### Testo pagina
= = =

Giusto per citarne alcuni: l’abuso sessuale di 256 atlete della nazionale statunitense di ginnastica artistica da parte del loro osteopata, il Dott. Larry Nassar, nel corso di 21 anni (dal 1996 fino al 2017, anno in cui fu processato); l’”Operation Hydrant” nel calcio inglese, un’operazione congiunta con la polizia dove sono state riportate 849 vittime di abuso provenienti da 340 squadre differenti e perpetrato da circa 300 persone; oppure negli Stati Uniti dove, a seguito di un’investigazione durata un anno nel calcio femminile di diverse categorie, è risultato che abusi verbali, emotivi e molestie sessuali sono radicati nella cultura delle varie società sportive, a partire già dalle squadre giovanili. E come non citare il recente scandalo nel mondo della ginnastica ritmica in Italia, da cui sono emersi abusi psicologici, verbali, carichi di allenamento insostenibili e digiuni forzati per tenere sotto controllo il peso, denunciati da ex-atlete della nazionale prima, e da atlete di altre categorie poi.
Lo sport è un microcosmo della società. Ciò significa che qualsiasi fenomeno che avviene nella società può verificarsi anche nello sport. Purtroppo, gli abusi non sono esclusi da questo concetto.

= = =

### Voci mostrate
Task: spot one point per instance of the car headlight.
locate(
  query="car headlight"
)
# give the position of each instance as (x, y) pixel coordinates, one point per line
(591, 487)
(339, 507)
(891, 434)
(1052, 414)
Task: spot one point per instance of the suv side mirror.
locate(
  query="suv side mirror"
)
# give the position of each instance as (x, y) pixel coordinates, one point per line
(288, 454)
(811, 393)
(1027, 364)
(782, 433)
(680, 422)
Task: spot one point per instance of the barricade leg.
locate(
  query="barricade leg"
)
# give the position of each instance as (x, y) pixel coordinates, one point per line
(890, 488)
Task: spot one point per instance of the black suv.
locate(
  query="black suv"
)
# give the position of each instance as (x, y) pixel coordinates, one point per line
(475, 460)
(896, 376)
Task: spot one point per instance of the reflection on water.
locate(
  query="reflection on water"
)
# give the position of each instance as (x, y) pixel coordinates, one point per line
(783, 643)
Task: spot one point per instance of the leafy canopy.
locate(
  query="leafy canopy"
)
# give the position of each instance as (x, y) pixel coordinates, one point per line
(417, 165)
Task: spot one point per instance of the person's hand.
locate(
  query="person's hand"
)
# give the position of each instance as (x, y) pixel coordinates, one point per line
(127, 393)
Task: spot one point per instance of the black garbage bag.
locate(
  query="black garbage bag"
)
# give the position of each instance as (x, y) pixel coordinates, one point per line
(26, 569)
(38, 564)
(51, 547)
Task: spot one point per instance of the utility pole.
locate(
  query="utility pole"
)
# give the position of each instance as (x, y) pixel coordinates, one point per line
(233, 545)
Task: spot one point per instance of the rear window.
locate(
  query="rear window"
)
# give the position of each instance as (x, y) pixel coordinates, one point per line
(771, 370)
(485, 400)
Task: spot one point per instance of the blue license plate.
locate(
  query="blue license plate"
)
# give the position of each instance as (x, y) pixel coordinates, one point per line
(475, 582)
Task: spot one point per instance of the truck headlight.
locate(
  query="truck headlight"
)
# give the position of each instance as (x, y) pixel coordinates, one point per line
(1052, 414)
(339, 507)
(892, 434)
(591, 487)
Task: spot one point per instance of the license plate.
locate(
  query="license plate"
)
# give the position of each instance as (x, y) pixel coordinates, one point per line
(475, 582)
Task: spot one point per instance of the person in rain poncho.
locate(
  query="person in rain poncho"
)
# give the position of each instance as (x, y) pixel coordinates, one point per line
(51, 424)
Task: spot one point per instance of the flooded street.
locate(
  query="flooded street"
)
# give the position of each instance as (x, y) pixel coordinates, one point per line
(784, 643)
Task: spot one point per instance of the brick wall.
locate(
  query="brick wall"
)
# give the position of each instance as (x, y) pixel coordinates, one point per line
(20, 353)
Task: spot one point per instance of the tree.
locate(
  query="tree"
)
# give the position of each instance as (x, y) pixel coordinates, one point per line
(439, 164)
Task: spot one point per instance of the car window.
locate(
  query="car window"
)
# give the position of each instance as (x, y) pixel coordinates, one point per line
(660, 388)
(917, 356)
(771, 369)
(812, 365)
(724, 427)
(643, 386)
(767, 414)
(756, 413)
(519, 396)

= = =

### Compiti
**1)** Secondo il testo sugli abusi nello sport, quante vittime di abuso sono state riportate nell'"Operation Hydrant"?
**2)** Converti in una lista JSON di stringhe il tratto dell'elenco che va dalla riga contenente "Task: spot one point per instance of the car window." fino alla fine dell'elenco, estremi inclusi. Ogni riga diventa una stringa e le righe vuote si omettono.

### Risposte esercizi
**1)** Ne sono state riportate 849.

**2)**
[
  "Task: spot one point per instance of the car window.",
  "locate(",
  "  query=\"car window\"",
  ")",
  "# give the position of each instance as (x, y) pixel coordinates, one point per line",
  "(660, 388)",
  "(917, 356)",
  "(771, 369)",
  "(812, 365)",
  "(724, 427)",
  "(643, 386)",
  "(767, 414)",
  "(756, 413)",
  "(519, 396)"
]